EXERCISE: Pull out each line below that contains the word "instance", treating uppercase and lowercase as different.

□ □ □ □ □

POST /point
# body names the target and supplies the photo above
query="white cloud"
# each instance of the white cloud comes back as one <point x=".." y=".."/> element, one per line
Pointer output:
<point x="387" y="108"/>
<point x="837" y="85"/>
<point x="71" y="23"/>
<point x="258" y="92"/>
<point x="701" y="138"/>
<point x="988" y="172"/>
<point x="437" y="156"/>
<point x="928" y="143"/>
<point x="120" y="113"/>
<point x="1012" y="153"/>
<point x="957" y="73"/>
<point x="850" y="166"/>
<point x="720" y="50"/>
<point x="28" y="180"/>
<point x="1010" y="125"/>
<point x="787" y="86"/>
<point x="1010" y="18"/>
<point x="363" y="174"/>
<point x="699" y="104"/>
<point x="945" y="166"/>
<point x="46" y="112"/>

□ □ □ □ □

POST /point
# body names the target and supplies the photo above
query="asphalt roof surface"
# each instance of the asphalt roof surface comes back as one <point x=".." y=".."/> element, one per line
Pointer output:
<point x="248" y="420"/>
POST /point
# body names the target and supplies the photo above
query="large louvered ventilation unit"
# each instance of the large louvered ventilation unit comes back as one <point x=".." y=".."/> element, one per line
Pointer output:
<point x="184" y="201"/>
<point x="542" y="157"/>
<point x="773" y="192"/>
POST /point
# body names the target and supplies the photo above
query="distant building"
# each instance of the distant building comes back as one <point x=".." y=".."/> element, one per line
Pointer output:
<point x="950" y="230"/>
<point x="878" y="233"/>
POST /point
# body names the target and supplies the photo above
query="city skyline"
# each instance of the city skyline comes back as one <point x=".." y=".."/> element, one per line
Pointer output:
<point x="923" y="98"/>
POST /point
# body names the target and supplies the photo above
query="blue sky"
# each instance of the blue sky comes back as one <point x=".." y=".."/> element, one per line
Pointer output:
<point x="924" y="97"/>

□ □ □ □ □

RESULT FOR THIS EXERCISE:
# each instance of the white cloud comes back as one <point x=".." y=".."/> element, one per line
# each instance of the asphalt roof surface comes back as one <point x=".." y=".."/> element, one per line
# each instance of the large louvered ventilation unit comes back as one <point x=".." y=".."/> element, one per line
# each instance of the distant building comes back as one <point x=".." y=".."/> element, one per line
# each instance of the city skyline comes back as one <point x=".." y=".."/> element, one per line
# each instance of the blue sky comes back as one <point x=".." y=".."/> element, one per line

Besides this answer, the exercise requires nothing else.